=== Extracted entries ===
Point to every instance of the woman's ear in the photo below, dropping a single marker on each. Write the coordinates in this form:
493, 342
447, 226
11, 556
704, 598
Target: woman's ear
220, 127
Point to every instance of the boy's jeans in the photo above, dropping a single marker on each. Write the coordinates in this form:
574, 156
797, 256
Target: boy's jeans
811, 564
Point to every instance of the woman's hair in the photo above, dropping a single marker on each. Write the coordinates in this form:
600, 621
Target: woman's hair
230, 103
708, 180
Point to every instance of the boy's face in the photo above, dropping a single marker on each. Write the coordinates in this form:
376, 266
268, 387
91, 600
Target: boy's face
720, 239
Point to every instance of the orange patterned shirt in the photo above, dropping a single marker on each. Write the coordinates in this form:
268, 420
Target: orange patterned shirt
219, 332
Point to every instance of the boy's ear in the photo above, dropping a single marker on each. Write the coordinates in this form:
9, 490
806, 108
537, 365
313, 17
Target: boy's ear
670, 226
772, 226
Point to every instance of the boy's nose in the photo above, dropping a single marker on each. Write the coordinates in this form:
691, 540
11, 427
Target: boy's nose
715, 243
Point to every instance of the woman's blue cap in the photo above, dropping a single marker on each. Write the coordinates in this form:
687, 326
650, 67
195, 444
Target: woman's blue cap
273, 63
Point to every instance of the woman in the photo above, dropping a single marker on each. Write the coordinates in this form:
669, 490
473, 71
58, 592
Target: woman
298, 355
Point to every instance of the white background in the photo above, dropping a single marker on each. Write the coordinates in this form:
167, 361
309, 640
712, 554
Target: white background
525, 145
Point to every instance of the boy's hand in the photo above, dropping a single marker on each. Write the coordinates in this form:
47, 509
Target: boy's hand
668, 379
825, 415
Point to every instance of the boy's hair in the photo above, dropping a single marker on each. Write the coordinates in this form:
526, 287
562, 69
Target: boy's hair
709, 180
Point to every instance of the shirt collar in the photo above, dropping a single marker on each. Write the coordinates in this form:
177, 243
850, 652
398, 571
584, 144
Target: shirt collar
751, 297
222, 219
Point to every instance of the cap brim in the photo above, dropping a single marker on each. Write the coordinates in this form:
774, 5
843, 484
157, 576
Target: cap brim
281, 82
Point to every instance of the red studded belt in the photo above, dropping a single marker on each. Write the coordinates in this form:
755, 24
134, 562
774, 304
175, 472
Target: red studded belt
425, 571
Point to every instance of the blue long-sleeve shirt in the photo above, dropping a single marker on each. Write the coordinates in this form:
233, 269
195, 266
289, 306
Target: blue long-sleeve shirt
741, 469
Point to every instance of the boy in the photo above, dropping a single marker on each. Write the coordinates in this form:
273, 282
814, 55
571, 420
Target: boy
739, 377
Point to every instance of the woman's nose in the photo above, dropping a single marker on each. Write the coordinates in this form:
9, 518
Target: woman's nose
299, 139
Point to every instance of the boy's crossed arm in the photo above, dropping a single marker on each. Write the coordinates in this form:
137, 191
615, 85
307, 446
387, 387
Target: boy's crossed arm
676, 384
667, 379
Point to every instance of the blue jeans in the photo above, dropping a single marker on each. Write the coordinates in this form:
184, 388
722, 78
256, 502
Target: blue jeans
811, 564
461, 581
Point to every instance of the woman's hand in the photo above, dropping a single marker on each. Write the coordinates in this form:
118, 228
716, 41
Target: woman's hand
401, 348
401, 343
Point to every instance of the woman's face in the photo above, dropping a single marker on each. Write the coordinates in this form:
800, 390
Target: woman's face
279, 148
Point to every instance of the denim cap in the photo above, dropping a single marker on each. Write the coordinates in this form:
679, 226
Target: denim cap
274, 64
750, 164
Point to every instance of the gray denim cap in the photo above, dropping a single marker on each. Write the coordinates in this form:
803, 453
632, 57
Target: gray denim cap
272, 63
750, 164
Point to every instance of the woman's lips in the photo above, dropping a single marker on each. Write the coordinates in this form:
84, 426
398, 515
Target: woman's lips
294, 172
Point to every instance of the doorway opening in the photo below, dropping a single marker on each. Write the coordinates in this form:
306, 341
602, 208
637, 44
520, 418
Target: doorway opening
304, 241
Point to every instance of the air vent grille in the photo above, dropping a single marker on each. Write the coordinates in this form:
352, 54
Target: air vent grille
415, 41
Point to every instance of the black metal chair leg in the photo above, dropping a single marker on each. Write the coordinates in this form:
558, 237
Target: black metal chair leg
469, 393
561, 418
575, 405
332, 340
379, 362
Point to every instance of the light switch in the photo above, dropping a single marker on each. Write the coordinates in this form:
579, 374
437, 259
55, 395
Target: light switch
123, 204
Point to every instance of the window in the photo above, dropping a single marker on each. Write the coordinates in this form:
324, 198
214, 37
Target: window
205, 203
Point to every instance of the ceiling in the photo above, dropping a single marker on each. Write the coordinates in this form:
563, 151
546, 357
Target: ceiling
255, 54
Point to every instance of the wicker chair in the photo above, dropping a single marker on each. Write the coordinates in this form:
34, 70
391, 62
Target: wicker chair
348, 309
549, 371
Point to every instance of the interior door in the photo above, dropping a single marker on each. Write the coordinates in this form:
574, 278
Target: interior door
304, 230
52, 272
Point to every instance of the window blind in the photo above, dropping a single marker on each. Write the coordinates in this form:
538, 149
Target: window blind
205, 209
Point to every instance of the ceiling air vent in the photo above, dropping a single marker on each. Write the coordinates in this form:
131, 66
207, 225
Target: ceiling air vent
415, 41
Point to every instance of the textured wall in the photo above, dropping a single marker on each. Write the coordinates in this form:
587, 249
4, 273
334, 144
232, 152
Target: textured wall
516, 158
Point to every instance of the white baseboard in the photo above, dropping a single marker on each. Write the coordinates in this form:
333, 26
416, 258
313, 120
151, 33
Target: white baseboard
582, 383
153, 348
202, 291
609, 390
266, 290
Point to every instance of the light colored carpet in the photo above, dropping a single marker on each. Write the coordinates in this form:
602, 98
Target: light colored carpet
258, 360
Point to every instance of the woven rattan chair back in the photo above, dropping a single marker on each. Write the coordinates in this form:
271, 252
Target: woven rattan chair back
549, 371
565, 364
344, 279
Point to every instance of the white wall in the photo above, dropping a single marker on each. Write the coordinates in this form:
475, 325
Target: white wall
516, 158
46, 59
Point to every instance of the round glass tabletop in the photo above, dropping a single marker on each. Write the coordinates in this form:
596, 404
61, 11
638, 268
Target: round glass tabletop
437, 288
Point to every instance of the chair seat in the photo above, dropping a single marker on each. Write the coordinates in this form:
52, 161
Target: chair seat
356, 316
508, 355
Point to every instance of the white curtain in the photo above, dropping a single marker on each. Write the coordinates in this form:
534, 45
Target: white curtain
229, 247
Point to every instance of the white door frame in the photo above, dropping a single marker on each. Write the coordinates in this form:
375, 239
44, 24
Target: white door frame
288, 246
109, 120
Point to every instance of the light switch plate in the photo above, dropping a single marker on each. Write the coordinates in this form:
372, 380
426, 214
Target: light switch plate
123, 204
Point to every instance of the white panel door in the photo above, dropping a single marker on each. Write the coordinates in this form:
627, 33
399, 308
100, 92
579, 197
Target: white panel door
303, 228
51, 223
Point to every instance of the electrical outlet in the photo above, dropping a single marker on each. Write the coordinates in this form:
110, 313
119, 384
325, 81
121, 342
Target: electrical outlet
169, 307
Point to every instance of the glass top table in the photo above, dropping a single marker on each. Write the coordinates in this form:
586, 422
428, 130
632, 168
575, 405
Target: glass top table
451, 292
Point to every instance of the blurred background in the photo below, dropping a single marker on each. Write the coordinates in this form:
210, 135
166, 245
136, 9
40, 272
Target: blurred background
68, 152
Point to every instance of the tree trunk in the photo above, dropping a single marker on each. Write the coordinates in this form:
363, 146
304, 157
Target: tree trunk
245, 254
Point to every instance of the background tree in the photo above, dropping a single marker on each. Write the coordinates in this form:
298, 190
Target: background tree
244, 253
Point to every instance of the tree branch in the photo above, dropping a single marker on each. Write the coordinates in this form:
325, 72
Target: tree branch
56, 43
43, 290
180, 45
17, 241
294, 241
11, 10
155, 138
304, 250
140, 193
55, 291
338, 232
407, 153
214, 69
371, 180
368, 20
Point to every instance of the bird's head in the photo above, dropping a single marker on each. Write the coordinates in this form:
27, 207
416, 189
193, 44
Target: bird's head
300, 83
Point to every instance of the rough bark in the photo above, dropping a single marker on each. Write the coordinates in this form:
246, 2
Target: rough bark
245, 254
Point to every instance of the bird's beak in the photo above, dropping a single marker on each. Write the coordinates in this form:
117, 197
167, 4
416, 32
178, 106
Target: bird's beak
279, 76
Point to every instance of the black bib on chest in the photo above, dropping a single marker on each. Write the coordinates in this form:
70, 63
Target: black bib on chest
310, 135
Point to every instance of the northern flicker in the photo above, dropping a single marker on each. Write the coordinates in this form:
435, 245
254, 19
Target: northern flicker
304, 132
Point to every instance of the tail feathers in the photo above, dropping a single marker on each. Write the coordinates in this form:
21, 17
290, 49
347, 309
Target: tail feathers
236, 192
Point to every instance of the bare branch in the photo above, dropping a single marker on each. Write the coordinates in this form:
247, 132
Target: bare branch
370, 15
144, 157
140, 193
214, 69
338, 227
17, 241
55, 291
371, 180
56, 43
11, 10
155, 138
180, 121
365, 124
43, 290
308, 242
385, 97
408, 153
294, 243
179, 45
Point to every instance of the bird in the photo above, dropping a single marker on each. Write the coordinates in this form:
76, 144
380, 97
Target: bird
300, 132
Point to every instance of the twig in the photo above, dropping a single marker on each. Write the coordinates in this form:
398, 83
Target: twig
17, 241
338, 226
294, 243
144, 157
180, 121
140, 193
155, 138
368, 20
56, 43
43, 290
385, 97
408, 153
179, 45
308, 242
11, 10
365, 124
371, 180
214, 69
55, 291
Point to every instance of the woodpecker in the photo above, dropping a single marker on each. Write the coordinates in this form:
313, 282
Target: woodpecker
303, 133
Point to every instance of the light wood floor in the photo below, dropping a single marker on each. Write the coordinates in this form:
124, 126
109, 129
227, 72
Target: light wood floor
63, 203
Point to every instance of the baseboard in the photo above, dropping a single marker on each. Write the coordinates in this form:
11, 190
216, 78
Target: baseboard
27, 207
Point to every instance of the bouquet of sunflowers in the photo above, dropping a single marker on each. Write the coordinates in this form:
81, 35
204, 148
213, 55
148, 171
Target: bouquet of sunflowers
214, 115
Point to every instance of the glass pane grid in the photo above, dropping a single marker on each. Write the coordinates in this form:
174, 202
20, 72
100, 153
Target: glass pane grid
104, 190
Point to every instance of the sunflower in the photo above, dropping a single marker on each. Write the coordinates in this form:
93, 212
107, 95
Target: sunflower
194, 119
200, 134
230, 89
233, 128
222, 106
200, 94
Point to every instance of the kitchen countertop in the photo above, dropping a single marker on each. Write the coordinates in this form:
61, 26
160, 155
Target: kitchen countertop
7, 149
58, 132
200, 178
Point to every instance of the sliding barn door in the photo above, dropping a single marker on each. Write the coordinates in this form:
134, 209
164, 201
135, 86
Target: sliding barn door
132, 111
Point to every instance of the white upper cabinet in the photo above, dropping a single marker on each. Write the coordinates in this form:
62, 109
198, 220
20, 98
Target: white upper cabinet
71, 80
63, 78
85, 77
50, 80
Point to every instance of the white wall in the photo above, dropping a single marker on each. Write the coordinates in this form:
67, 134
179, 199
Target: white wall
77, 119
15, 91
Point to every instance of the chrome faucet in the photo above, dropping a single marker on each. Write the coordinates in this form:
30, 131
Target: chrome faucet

=== Aim of the exercise ===
Return, word for word, each line from the line that contains "Point to every instance of the kitchen" to the end of the listing above; include both end lines and nothing else.

=== Answer in full ===
Point to every instance of the kitchen countertop in the photo above, dropping a single marker on each. Write the coordinates in this form:
61, 26
160, 155
Target: kitchen countertop
7, 149
58, 132
200, 178
Point to every instance of the sliding barn door in the photo above, dropping a single marker on each. Write the coordinates in this form:
134, 209
164, 201
135, 86
Target: sliding barn door
132, 111
Point to every instance of the white upper cabinet in the photo above, dropping a single marker on each. Write the coordinates in this form:
62, 109
198, 220
20, 98
Target: white upper cabinet
71, 80
63, 78
85, 77
50, 80
Point to every instance of the white wall in the photo above, dropping a single marker on each. Write the coordinates in this form:
67, 134
179, 199
Target: white wall
77, 119
15, 91
Point to every instance of the chrome faucet in the photo above, dropping a single marker on each. Write the coordinates in this form:
30, 131
Target: chrome faucet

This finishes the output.